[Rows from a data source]
## Start

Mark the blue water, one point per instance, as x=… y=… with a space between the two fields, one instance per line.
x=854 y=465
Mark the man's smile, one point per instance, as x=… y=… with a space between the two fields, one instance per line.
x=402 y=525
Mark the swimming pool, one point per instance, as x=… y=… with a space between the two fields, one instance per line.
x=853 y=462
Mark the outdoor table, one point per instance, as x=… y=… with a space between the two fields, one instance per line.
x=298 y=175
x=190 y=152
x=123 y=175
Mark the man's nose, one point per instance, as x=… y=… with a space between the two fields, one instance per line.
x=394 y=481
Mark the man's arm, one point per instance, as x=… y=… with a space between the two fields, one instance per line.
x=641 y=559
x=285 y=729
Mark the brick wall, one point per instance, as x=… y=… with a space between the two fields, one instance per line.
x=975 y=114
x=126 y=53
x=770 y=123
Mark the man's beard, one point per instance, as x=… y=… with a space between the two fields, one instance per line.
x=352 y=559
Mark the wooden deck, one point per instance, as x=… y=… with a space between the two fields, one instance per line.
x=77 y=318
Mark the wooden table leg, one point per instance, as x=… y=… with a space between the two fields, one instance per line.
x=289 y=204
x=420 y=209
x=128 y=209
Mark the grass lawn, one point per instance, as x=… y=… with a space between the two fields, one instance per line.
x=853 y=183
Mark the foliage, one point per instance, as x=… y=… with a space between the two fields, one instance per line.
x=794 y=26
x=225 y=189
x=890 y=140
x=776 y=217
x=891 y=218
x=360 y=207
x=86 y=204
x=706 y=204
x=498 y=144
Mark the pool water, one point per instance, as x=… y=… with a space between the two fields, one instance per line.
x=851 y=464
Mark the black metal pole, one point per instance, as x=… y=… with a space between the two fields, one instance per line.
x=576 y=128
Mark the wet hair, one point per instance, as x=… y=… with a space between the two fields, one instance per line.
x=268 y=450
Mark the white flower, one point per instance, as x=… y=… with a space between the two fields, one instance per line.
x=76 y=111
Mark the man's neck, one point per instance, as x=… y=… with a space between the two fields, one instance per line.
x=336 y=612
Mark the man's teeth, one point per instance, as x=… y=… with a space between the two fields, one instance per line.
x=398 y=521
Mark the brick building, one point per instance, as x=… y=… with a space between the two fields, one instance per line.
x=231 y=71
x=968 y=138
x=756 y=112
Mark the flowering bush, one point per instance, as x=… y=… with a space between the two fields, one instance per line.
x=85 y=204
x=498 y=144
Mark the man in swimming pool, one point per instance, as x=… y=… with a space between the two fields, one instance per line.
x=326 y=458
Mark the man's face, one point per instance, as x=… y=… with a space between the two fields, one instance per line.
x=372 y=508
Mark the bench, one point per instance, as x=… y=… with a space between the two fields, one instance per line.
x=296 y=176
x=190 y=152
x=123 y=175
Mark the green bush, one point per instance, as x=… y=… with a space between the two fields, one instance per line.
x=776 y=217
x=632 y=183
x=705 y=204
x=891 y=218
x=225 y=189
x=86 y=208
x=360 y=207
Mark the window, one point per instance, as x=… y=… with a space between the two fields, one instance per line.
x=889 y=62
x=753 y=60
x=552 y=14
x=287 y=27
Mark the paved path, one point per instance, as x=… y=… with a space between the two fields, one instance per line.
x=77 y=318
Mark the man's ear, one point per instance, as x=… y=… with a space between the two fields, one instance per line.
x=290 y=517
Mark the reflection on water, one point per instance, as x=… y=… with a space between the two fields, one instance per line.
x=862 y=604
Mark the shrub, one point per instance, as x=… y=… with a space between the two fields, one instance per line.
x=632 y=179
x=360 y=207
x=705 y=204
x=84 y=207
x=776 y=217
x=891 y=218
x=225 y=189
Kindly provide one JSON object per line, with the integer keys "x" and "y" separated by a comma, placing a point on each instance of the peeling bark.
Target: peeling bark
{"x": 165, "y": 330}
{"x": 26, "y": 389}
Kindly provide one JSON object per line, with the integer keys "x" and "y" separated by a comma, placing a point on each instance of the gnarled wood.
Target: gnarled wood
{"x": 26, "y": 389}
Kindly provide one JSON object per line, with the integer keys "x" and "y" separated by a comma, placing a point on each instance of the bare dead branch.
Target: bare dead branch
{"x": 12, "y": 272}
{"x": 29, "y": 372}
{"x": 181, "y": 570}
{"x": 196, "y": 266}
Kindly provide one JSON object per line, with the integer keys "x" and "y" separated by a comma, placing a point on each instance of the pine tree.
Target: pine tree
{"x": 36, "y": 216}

## End

● **Directive**:
Convert every line of the rows above into a Markdown table with two columns, No. and Line, giving each line its number and leaving out blank lines.

● **Task result**:
| No. | Line |
|---|---|
| 1 | Mark the blue water, one point per instance, as x=… y=… with a space between the two fields, one instance per line. |
| 2 | x=854 y=465 |
| 3 | Mark the man's smile, one point per instance, as x=… y=… with a space between the two fields, one instance per line. |
| 4 | x=402 y=525 |
| 5 | Mark the swimming pool, one point per instance, as x=… y=… with a space between the two fields, one instance per line. |
| 6 | x=853 y=462 |
| 7 | Mark the outdoor table, one point per instance, as x=… y=… with a space between the two fields, one instance per line. |
| 8 | x=298 y=175 |
| 9 | x=190 y=152 |
| 10 | x=123 y=175 |
| 11 | Mark the man's nose, one point per instance, as x=… y=… with a space between the two fields, one instance per line. |
| 12 | x=394 y=481 |
| 13 | Mark the man's arm, one point per instance, as x=… y=… with a space between the two fields, one instance per line. |
| 14 | x=641 y=559 |
| 15 | x=285 y=729 |
| 16 | Mark the brick wall, one point per instance, as x=… y=… with a space between the two fields, one instance per line. |
| 17 | x=975 y=114 |
| 18 | x=126 y=53 |
| 19 | x=770 y=123 |
| 20 | Mark the man's beard, one point per instance, as x=… y=… with a space between the two fields, one instance per line. |
| 21 | x=352 y=559 |
| 22 | Mark the wooden deck, one point per instance, as x=… y=… with a space between the two fields, one instance per line. |
| 23 | x=77 y=318 |
| 24 | Mark the wooden table leg, one point per instance, as x=… y=… with a space between the two fields, one instance per line. |
| 25 | x=289 y=204 |
| 26 | x=420 y=209 |
| 27 | x=128 y=209 |
| 28 | Mark the grass lawn, one point per instance, as x=… y=… with a space between the two fields, one instance per line. |
| 29 | x=853 y=183 |
| 30 | Mark the foliage, one point per instance, as x=… y=… with a space between the two fields, one instance per line. |
| 31 | x=794 y=26 |
| 32 | x=225 y=189 |
| 33 | x=890 y=140 |
| 34 | x=776 y=217 |
| 35 | x=891 y=218 |
| 36 | x=360 y=207 |
| 37 | x=86 y=204 |
| 38 | x=706 y=204 |
| 39 | x=498 y=144 |
| 40 | Mark the pool water, one point per instance, as x=… y=… with a space between the two fields, one instance per line. |
| 41 | x=851 y=464 |
| 42 | Mark the black metal pole, one point per instance, as x=… y=… with a space between the two fields, one instance per line. |
| 43 | x=576 y=128 |
| 44 | Mark the wet hair, one point per instance, as x=… y=… with a space between the two fields, one instance per line. |
| 45 | x=268 y=450 |
| 46 | Mark the white flower, one point per instance, as x=… y=… with a space between the two fields, one instance per line. |
| 47 | x=76 y=111 |
| 48 | Mark the man's neck, one point per instance, as x=… y=… with a space between the two fields, one instance per line. |
| 49 | x=336 y=612 |
| 50 | Mark the man's teeth, one point per instance, as x=… y=… with a space between the two fields, one instance per line. |
| 51 | x=398 y=521 |
| 52 | Mark the brick building, one point per instance, as x=… y=… with a space between the two fields, one instance per line. |
| 53 | x=231 y=71 |
| 54 | x=968 y=138 |
| 55 | x=756 y=112 |
| 56 | Mark the flowering bush, one point per instance, as x=… y=… with a space between the two fields, one instance per line. |
| 57 | x=85 y=204 |
| 58 | x=498 y=144 |
| 59 | Mark the man in swimming pool, one point per instance, as x=… y=… with a space between the two fields, one instance per line. |
| 60 | x=326 y=458 |
| 61 | Mark the man's face, one point per instance, as x=… y=… with a space between the two fields, one instance per line. |
| 62 | x=372 y=508 |
| 63 | Mark the bench, one point per instance, as x=… y=… with a space between the two fields, one instance per line. |
| 64 | x=296 y=176 |
| 65 | x=190 y=152 |
| 66 | x=123 y=175 |
| 67 | Mark the green bush, one point per instance, as x=… y=… with a space between the two fields, one instance per line. |
| 68 | x=776 y=217 |
| 69 | x=632 y=183 |
| 70 | x=705 y=204 |
| 71 | x=891 y=218 |
| 72 | x=225 y=189 |
| 73 | x=86 y=208 |
| 74 | x=360 y=207 |
| 75 | Mark the window, one point per instance, as x=… y=… with a space between the two fields, one instance per line. |
| 76 | x=889 y=62 |
| 77 | x=753 y=60 |
| 78 | x=552 y=14 |
| 79 | x=287 y=27 |
| 80 | Mark the paved path, one point per instance, as x=… y=… with a space between the two fields, one instance per line. |
| 81 | x=77 y=318 |
| 82 | Mark the man's ear, one point per instance, as x=… y=… with a space between the two fields, one instance per line. |
| 83 | x=290 y=517 |
| 84 | Mark the reflection on water, one point per instance, as x=… y=… with a space between the two fields, one instance per line. |
| 85 | x=862 y=604 |
| 86 | Mark the shrub, one point per instance, as x=… y=… with a space between the two fields, one instance per line. |
| 87 | x=632 y=179 |
| 88 | x=360 y=207 |
| 89 | x=705 y=204 |
| 90 | x=84 y=207 |
| 91 | x=776 y=217 |
| 92 | x=891 y=218 |
| 93 | x=225 y=189 |
| 94 | Kindly provide one JSON object per line, with the integer keys "x" and "y" separated by a comma, placing a point on each instance of the peeling bark. |
| 95 | Target: peeling bark |
| 96 | {"x": 165, "y": 330} |
| 97 | {"x": 26, "y": 389} |
| 98 | Kindly provide one JSON object per line, with the integer keys "x" and "y" separated by a comma, placing a point on each instance of the gnarled wood. |
| 99 | Target: gnarled wood |
| 100 | {"x": 26, "y": 389} |
| 101 | Kindly provide one JSON object per line, with the integer keys "x" and "y" separated by a comma, placing a point on each instance of the bare dead branch. |
| 102 | Target: bare dead branch |
| 103 | {"x": 12, "y": 272} |
| 104 | {"x": 29, "y": 372} |
| 105 | {"x": 181, "y": 570} |
| 106 | {"x": 196, "y": 266} |
| 107 | Kindly provide one JSON object per line, with the integer keys "x" and "y" separated by a comma, placing a point on each instance of the pine tree. |
| 108 | Target: pine tree |
| 109 | {"x": 36, "y": 216} |